*** Opening of Source data ***

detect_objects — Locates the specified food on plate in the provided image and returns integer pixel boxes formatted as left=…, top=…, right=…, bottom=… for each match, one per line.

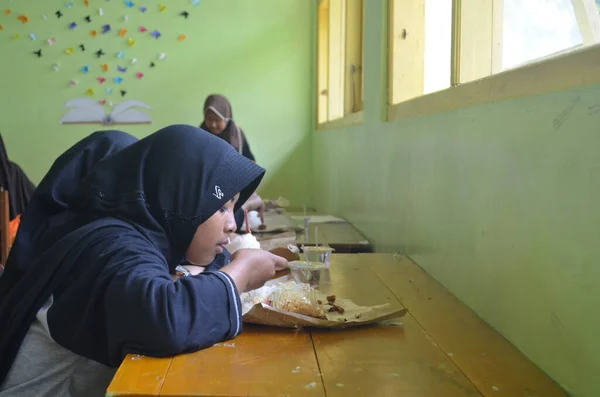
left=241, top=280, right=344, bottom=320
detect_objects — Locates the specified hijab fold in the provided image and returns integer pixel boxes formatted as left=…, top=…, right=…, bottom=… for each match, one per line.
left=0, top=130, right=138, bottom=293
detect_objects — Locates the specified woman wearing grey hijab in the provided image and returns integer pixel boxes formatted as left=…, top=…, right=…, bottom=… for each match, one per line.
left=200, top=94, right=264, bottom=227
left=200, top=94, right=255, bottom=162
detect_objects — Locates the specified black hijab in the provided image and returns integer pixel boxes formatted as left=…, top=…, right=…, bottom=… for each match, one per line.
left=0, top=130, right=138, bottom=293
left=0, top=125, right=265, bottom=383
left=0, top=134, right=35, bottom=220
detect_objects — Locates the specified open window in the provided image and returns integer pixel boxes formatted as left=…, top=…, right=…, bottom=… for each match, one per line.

*** Close of Source data ***

* [Task to complete] Word for word, restate every line of the listing, omitting the pictures.

* [Expected answer]
detect_objects — Locates the specified food on plate in the provided image and returns integer pixel boxes formatted as left=…, top=…, right=…, bottom=… for each match, one per line.

left=241, top=280, right=344, bottom=320
detect_objects — Locates the specified hijab fold in the provided image and returns integer pixel boxes formatted as left=…, top=…, right=…, bottom=… for each match, one per line.
left=0, top=130, right=138, bottom=293
detect_objects — Locates the specified woman wearing grey hijab in the provided image and returns integer pixel boxes formatted as left=…, top=…, right=…, bottom=… for each match, one per line.
left=200, top=94, right=264, bottom=227
left=200, top=94, right=255, bottom=162
detect_objects — Locates the specified black hijab in the provided image and returns integer pixel boxes formatted as left=…, top=…, right=…, bottom=… for each match, one per line.
left=0, top=130, right=138, bottom=293
left=0, top=125, right=265, bottom=383
left=0, top=134, right=35, bottom=220
detect_objects — Locates the specified open window in the provided image and returns integer pixel boxes formatted as left=…, top=…, right=…, bottom=… for each match, one per line.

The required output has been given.